## PROVIDED RECORDS
** Start **
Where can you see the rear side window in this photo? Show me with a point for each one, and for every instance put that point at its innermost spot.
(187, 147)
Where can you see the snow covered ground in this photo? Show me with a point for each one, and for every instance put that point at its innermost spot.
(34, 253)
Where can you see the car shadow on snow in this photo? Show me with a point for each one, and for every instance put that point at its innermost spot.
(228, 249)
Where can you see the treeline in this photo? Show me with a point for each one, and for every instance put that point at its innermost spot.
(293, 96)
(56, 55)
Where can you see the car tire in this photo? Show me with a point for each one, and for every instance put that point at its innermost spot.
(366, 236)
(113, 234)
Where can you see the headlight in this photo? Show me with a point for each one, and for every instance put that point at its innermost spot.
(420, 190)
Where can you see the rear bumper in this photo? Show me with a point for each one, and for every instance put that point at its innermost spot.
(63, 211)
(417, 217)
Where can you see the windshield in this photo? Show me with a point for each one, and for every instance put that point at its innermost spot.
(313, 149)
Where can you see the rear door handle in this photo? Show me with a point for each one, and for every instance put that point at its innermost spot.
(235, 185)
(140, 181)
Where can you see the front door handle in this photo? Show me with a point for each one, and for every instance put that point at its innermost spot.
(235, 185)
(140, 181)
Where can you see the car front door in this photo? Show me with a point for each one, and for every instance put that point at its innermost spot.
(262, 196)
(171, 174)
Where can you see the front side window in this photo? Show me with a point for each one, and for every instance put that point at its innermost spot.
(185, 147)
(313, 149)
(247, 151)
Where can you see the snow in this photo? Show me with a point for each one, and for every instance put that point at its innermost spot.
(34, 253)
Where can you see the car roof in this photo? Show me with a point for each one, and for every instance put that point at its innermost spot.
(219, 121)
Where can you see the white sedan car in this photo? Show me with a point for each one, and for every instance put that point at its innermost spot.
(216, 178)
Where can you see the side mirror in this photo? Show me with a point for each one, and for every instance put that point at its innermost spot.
** End **
** Start **
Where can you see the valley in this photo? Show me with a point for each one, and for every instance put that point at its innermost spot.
** End **
## WORK TO BE COMPLETED
Count the lines in the items above that contain the word "handle". Reply with only the number.

## THE OUTPUT
2